EXERCICE PROPOSÉ: Poursuivez l'article sur le musée Dobrée à partir de sa dernière phrase.

TEXTE DU DOCUMENT:
Spécial Halloween : la malédiction mystérieuse du musée Dobrée

« Ann Dianaf a rog ac’hanoun » (l’inconnu me dévore), dit la devise très Halloween-friendly inscrite sur le manoir Dobrée. Thomas Dobrée aurait-il, tel Toutânkhamon, jeté un sort à ceux qui manquent de respect à sa mémoire ? Il faut être juste, le département lui-même a fait de son mieux pour aller au-devant des ennuis.

On se félicitait de la réouverture du musée Dobrée ce printemps et, patatras ! moins de cinq mois plus tard, le voilà à nouveau objet de scandale. Le rapport d’observations définitives (ROD) sur le département de Loire-Atlantique publié voici quelques jours par la chambre régionale des comptes dénonce « un cumul d’anomalies sur un lot du musée Dobrée ».

Lors des travaux de rénovation du musée, ce lot, le n° 21, a fait l’objet de deux offres. L’une des deux a été rejetée comme irrégulière parce qu’elle « allait au-delà du cahier des charges », ce qui, observe la chambre, « ne correspond pas à la définition d’une offre irrégulière » fixée par le code de la commande publique (CCP). Comble d’ironie, une fois le marché attribué à un autre candidat, « le département a demandé une prestation complémentaire correspondant à une partie de la prestation non demandée ». Tu veux ou tu veux pas ? Le département a aussi passé un marché négocié malgré plusieurs lettres de la préfecture contestant la légalité de cette procédure.

Données brutes
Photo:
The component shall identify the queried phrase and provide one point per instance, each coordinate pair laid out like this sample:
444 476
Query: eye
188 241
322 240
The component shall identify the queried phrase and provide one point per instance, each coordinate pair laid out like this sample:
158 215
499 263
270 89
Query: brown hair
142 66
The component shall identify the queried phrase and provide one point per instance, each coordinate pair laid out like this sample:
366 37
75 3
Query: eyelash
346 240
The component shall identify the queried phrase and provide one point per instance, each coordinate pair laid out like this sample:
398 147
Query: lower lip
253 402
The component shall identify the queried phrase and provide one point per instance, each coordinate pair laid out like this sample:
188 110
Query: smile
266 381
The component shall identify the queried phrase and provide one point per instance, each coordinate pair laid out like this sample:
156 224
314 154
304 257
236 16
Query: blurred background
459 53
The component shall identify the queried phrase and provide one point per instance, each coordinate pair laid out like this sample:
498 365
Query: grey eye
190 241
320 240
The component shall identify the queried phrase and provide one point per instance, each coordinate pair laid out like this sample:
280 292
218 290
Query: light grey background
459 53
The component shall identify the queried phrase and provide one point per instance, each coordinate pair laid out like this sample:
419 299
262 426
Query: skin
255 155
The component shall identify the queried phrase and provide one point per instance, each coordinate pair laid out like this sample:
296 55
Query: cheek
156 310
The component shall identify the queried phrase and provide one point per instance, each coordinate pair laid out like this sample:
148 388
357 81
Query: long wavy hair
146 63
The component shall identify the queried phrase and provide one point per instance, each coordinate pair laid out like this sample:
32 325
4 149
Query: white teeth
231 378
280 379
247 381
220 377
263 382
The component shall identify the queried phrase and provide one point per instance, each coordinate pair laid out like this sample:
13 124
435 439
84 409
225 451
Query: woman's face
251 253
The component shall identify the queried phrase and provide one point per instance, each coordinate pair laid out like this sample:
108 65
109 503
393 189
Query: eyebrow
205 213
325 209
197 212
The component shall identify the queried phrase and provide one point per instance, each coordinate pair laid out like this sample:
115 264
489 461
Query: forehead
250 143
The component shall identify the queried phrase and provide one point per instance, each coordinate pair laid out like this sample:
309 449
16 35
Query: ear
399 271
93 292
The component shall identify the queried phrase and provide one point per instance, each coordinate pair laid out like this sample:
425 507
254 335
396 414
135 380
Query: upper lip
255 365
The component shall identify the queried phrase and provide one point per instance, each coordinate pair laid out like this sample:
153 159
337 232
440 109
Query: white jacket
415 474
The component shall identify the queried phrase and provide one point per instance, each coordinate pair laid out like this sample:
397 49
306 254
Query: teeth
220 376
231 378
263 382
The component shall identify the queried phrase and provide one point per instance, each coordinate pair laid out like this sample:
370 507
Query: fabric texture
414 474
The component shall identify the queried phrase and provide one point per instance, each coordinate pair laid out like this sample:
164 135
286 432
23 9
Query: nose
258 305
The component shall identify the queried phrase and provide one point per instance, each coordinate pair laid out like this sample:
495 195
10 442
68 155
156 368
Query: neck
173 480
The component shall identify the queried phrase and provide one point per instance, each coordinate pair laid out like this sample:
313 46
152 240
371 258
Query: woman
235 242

RÉPONSE À L'EXERCICE:
L’examen de la Chambre ne porte sue sur les exercices 2018 et suivants. Elle ne peut cependant ignorer totalement ce qui s’est passé avant. « L’opération de rénovation du musée Dobrée a fait l’objet de glissements importants », écrit-elle. D’abord « en termes de planning : le musée, fermé depuis janvier 2011 n’a réouvert complètement et de manière pérenne qu’en mai 2024, soit treize ans plus tard ». Et aussi « du point de vue financier : l’enveloppe initiale a doublé (25 M€ en 2016, réévaluée à 50 M€en octobre 2023) ».

Des problèmes créés par la main de l’homme

Mais elle ne dit rien des nombreuses tribulations du projet Dobrée depuis quarante ans. Elles ne sont pas à la gloire de son propriétaire, le département de Loire-Atlantique. Le Musée lui-même se garde d’en dire trop dans le dossier de presse préparé pour sa réouverture.

Le Musée Dobrée doit son existence à Thomas Dobrée. À la fin du XIXe siècle, celui-ci lègue au département de Loire-Inférieure son manoir et ses vastes collections. Son testament contient quelques conditions très raisonnables. Le département les accepte en acceptant le legs. Or, aujourd’hui, il ne les respecte pas. De là à penser que le fantôme de Dobrée se venge…

Voici un bref rappel des principales péripéties.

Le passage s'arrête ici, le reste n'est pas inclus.